Begin GIVEN ENTRIES

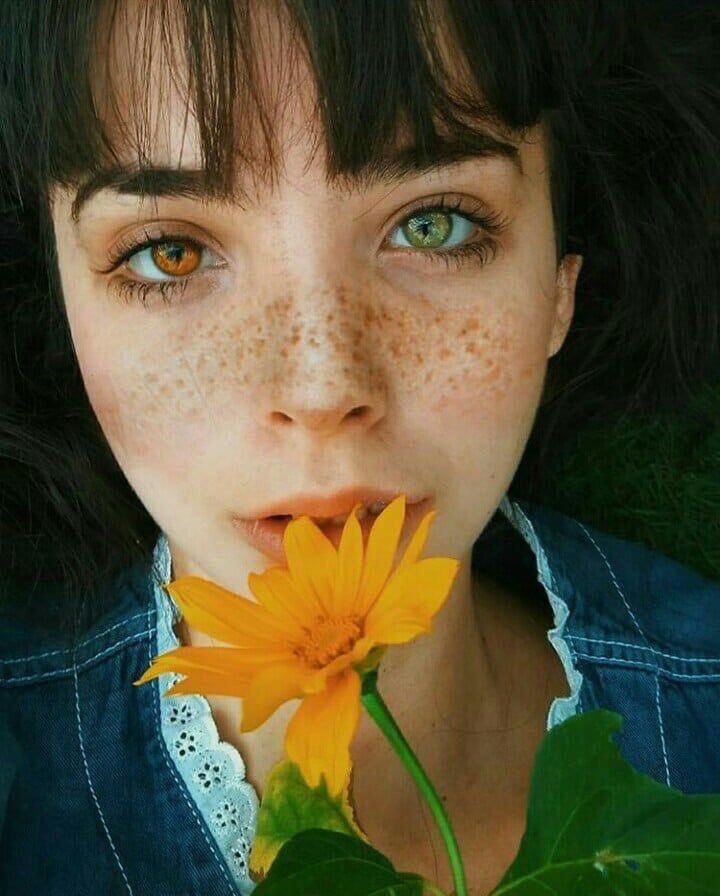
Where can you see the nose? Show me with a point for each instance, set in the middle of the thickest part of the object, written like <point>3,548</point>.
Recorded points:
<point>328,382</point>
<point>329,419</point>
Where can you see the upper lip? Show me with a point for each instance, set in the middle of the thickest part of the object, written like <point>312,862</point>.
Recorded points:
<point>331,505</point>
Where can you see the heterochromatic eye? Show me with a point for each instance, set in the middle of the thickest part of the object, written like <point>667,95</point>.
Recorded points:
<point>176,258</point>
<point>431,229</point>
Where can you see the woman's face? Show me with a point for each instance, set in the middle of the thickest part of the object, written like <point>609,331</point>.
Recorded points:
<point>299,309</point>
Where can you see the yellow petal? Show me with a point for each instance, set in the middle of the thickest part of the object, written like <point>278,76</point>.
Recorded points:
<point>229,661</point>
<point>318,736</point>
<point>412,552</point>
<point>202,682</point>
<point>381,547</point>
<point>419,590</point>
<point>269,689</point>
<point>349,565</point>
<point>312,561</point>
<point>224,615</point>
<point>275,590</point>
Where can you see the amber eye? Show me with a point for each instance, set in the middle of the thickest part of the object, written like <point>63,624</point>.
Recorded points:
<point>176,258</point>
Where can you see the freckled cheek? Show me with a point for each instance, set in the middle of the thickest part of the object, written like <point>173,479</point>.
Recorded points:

End GIVEN ENTRIES

_WORK TO COMPLETE_.
Turn the entries above into a numbered list, one line per item and no blank lines. Leave out the picture.

_ANSWER FOR THE TASK_.
1. Where can you see the nose? Show me with a point for each instance, set in the middle of the thickest part of the object, written like <point>3,548</point>.
2. Recorded points:
3. <point>328,382</point>
4. <point>329,419</point>
5. Where can you see the upper lip? Show me with a point for each instance, set in the middle of the thickest part of the object, written like <point>312,862</point>.
6. Recorded points:
7. <point>331,505</point>
8. Where can you see the heterochromatic eye? Show me with a point for each instance, set in the middle of the thickest part of the object, written like <point>667,95</point>.
9. Recorded points:
10. <point>176,258</point>
11. <point>431,229</point>
12. Where can you see the woman's face? Show me with a point for each instance, set in the middle of the thickest part of the object, written like <point>609,331</point>.
13. Recorded points:
14. <point>299,309</point>
15. Where can you see the yellow petal? Show me with a point for each instance, set in the middle of the thickest part of the object, written like <point>278,76</point>.
16. Recorded points:
17. <point>229,661</point>
18. <point>318,736</point>
19. <point>412,552</point>
20. <point>202,682</point>
21. <point>381,547</point>
22. <point>419,590</point>
23. <point>269,689</point>
24. <point>349,565</point>
25. <point>312,561</point>
26. <point>224,615</point>
27. <point>275,590</point>
28. Where can you see the amber eye? Show me with a point for each instance, set in the middle of the thickest part of the object, written like <point>63,624</point>.
29. Recorded points:
30. <point>176,258</point>
31. Where can you see the freckled cheek? Show me with a point for each instance, set in the middle of the thickest part of the object, written like <point>173,479</point>.
32. Recorded points:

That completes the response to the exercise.